## TASK DESCRIPTION
Please reproduce every record, keeping each one exactly as written.

-=-=-

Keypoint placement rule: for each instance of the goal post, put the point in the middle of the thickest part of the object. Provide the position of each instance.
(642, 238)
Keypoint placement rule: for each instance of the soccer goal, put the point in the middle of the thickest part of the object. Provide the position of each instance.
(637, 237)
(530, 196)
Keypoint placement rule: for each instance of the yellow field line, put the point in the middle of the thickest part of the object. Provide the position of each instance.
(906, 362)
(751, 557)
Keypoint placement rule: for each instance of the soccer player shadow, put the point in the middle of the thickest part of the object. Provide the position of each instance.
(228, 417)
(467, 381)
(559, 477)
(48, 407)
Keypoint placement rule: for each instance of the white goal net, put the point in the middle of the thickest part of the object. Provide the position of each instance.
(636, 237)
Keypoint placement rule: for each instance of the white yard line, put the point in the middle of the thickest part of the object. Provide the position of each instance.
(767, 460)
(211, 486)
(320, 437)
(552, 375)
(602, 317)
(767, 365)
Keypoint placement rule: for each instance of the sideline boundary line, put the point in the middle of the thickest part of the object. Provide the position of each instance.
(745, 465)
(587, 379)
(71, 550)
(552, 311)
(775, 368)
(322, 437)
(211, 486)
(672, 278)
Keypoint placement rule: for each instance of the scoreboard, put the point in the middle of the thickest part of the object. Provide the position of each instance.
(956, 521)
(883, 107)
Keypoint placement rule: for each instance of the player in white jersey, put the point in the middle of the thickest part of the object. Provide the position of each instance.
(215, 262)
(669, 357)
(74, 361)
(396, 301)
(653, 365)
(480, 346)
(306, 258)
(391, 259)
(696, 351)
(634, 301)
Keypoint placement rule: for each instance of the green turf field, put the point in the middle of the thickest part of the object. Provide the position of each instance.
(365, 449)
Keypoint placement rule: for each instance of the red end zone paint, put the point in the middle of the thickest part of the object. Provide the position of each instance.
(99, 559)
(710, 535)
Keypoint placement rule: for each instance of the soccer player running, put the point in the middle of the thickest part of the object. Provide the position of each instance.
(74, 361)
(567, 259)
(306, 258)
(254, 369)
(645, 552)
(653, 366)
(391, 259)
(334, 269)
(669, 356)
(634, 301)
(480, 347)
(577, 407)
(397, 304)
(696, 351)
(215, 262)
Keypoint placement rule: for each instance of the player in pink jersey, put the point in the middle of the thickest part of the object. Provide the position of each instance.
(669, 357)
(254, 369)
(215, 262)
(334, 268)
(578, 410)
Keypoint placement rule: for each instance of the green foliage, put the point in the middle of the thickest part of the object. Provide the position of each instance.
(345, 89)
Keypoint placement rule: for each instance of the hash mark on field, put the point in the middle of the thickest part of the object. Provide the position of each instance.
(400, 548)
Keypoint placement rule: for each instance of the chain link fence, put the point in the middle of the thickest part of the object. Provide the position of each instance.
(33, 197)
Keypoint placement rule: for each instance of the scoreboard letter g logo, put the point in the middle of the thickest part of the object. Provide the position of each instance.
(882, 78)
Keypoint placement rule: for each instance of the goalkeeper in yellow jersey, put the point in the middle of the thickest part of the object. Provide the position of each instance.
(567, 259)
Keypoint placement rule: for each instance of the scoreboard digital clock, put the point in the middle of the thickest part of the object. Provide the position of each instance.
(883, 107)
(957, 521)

-=-=-

## PROBLEM SOLUTION
Keypoint placement rule: for each instance of the goal post, put the point in the middle of the thickest part of the object. Provide the position of each instance.
(642, 238)
Keypoint placement rule: for each instance of the soccer goal, put the point in the middle of the thickest part of the object. Provide the position of each instance.
(637, 237)
(530, 196)
Keypoint placement rule: for each instance of the yellow field line, put the point in the middle of the thickest part of the object. Provide the position of each instance.
(906, 362)
(751, 557)
Keypoint placement rule: for each instance of the soccer player shadow, put the point in the middle of the thickest part of the object. Provide the position of each instance.
(228, 417)
(467, 381)
(559, 477)
(48, 407)
Keypoint placement rule: for each instance of the white goal net, put the point in the middle of the thickest part of the object. Provide the position of each instance.
(636, 237)
Keypoint placement rule: for each instance of the white yard line, put the point in the middle of the thickest part of the object. Provide the position of each instance.
(767, 460)
(211, 486)
(320, 437)
(552, 375)
(602, 317)
(767, 365)
Keypoint placement rule: for each instance of the sideline boundary line, put the point in the middle of the thickest part of the object. Provide the position of each instance.
(745, 465)
(587, 379)
(71, 550)
(552, 311)
(775, 368)
(322, 437)
(211, 486)
(672, 278)
Keypoint placement rule: for each instance of the scoreboard, put the point in the middle of the thickest part of the object. Provide the position of each instance.
(956, 521)
(883, 107)
Keypoint placement rule: for each instance of the player in white jersey, put the point in the middle of the thickest part of the object. Provide the position of each instance.
(215, 262)
(669, 357)
(74, 361)
(396, 301)
(653, 365)
(480, 346)
(306, 258)
(391, 259)
(696, 351)
(634, 301)
Keypoint placement rule: for each instance of the green turf field, put the point in the middle of the thickest part of the object. Provide the position of each instance.
(365, 449)
Keypoint placement rule: for each instance of the red end zone paint, put the point in the middle of the thickest part of the object. Provide the position of each instance.
(99, 559)
(710, 535)
Keypoint placement rule: for each instance of the soccer player running, put the point in the middle of the thickest part of the object. Provide the position of each instance.
(74, 361)
(567, 259)
(306, 258)
(254, 369)
(645, 552)
(653, 366)
(391, 259)
(334, 269)
(669, 356)
(634, 301)
(480, 347)
(577, 407)
(397, 304)
(696, 351)
(215, 262)
Keypoint placement rule: for each instance of the player in pink jersey, put the point in the middle of the thickest part of the object. Provide the position of each instance.
(669, 357)
(254, 369)
(215, 262)
(334, 268)
(578, 410)
Keypoint placement rule: for each instance of the green foliage, put the point in the middle of the thickest part of the object. Provide the position of each instance.
(345, 89)
Keypoint placement rule: for each instance of the hash mark on field, put the point in the middle of the thickest part of the object. Provide the position of each instance.
(400, 548)
Keypoint placement rule: for each instance of the chain link fence, put the point in the middle of the thickest part of the object. Provide the position of each instance.
(33, 197)
Keypoint placement rule: for each instance of the scoreboard letter g logo, put the point in the middle of the thickest part of the object. Provide the position of each instance.
(882, 78)
Keypoint placement rule: for each instance of the goalkeeper in yellow jersey, put the point in the middle of the thickest part of the object. Provide the position of each instance.
(567, 259)
Keypoint placement rule: for each instance of the scoreboard digital clock, put the point in the middle of the thickest part of the object. Provide the position of each instance.
(883, 107)
(957, 521)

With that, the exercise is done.